[Coordinate annotation entries]
———
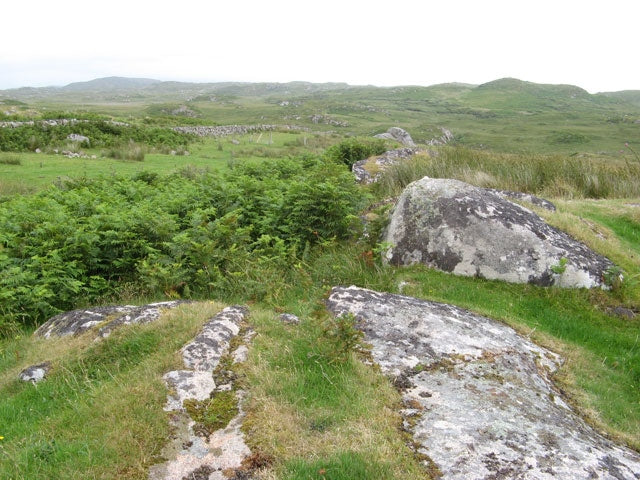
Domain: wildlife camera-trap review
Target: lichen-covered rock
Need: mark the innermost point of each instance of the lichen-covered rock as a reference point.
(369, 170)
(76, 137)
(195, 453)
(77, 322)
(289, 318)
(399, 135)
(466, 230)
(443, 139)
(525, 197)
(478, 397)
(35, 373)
———
• What the exercise asks: Rewrite the entries, changing every "lichen-covered rock" to "moss-covered boulder" and keeping everything else the same. Leave the pictures out of your version.

• Answer in full:
Domain: wildlife camera-trap review
Target: moss-covered boulder
Need: mark the innermost point of each instance of the moss-covered boulder as a reference point.
(369, 170)
(76, 137)
(195, 453)
(77, 322)
(289, 318)
(399, 135)
(466, 230)
(443, 139)
(525, 197)
(478, 397)
(35, 373)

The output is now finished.